## [TASK DIRECTIONS]
In the tulips puzzle thread below, translate this sentence into Spanish: "I have always hated assembling the great expanse of sky in most commercial cardboard puzzles."

## [PASSAGE TO READ]
# Tulips puzzle



## chrispuzzle (11 May 2007)

The talk about jigsaw puzzles reminded me that I haven't posted any new ones for a while. Here is Tulips:







This was another calendar picture. It is about 10.5" x 8.5" and has 225 pieces, including nine whimsies. The cut is quite intricate, and becomes extreme in some places - overdone, I think. As usual I have puzzled the edge so as to invite assemblers to start somewhere else and discover where the boundaries are as the puzzle develops.

Here is the back of the picture, a mirror image so that the pieces coincide with the front picture.






The whimsies are much bigger than the individual pieces so I cut them up too, except for my dragon piece. Although it is a challenging puzzle to assemble, the whimsies substitute for edges, because it is quite easy to put a few of them together and then find the unusual shapes that fit around them. So the easiest way to put this puzzle together is to start in the middle and work out to the edges last.

Here are the whimsies by themselves:






The piano (harpsichord? spinet?) player is one of those "tells a story" pieces, since you can't tell what the figure is doing until the group of pieces is assembled into the puzzle.

Chris[/img]


----------



## Gill (11 May 2007)

I love your puzzles, Chris. Incorporating the whimsies makes them such fun  .

Gill


----------



## Taffy Turner (11 May 2007)

Very nice indeed Chris.

I have not tried my hand at puzzle cutting as yet, but your work inspires me to have a go - it is just that I get so little time, and there are so many things I want to cut....

Regards

Gary


----------



## Carter Johnson (11 May 2007)

Chris....

Simply fantasmagorical! (I learned that word 30+ years ago from a minister and I've saved it for occasions such as this).

Carter


----------



## Brucio (12 May 2007)

This is Brilliant!
I'd love to create something like that.
And maybe I will, if I live long enough!
Bruce


----------



## Woodmagnet (12 May 2007)

Chris that is


----------



## chrispuzzle (13 May 2007)

Thank you all for the compliments, it's always heartening.

Gill, I discovered that the whimsies are especially good for breaking up areas of the same colour and making them more fun to assemble. I have always hated assembling the great expanse of sky in most commercial cardboard puzzles.

Brucio, if you want to make puzzles like that, I'm confident you will. I am sure it takes less technical skill to cut Tulips than you need to cut your puzzle boxes. But you will, eventually, want as good a blade as you can find in order to make the small, tight turns. I use Flying Dutchman "Superior Puzzle Blades" which I know many other puzzle cutters use also. Mike's Workshop sells them http://www.mikesworkshop.com/blades.htm and although he is based in the USA, the postage is inexpensive and the exchange rate works in our favour.

Chris


----------



## Brucio (13 May 2007)

Thanks Chris,
I've read about these blades, but know nothing about them.
But I'll have a look at this.
bruce


----------

## [PROVIDED DATA]
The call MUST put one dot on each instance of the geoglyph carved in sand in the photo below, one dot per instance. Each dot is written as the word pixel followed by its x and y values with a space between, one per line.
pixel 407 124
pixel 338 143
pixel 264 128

* * *

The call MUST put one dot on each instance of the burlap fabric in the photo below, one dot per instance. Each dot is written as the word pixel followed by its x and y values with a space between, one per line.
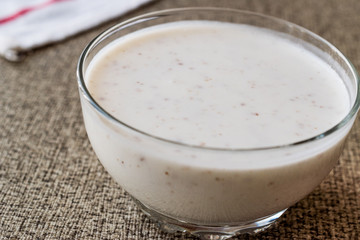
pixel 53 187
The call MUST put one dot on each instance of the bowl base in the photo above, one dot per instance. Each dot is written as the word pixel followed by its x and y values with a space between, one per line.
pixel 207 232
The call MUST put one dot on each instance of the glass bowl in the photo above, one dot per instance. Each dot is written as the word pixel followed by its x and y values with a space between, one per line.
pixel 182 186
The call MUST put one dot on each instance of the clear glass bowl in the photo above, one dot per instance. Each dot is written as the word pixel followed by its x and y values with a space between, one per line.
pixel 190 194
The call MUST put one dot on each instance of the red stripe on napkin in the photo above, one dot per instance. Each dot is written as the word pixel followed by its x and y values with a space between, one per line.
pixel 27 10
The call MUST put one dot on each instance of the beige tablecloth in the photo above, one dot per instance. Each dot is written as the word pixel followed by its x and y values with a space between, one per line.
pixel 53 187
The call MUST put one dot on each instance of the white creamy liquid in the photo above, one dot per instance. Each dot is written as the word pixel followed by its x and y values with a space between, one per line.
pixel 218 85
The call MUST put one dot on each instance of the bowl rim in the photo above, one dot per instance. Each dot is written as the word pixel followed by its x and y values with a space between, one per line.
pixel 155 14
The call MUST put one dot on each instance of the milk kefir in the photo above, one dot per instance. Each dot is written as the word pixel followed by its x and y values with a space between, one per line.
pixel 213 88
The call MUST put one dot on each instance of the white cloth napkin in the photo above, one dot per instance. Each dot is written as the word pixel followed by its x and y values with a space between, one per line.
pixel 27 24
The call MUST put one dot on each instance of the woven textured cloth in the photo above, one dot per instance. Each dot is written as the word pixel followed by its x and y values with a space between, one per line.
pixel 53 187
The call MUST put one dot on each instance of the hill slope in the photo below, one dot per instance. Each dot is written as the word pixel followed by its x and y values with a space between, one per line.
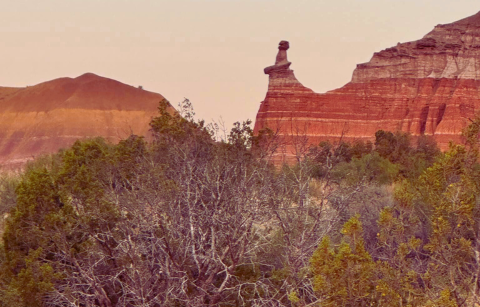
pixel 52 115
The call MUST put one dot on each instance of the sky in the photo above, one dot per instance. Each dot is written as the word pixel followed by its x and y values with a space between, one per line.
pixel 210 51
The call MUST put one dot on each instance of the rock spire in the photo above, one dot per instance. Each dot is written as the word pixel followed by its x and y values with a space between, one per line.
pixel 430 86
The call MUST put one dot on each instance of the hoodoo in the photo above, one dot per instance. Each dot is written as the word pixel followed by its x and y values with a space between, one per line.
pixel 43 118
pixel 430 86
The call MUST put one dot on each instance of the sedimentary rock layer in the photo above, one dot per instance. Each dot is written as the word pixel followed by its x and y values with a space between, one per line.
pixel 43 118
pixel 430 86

## [COMPLETE ANSWER]
Siempre he odiado armar la gran extensión de cielo de la mayoría de los rompecabezas comerciales de cartón.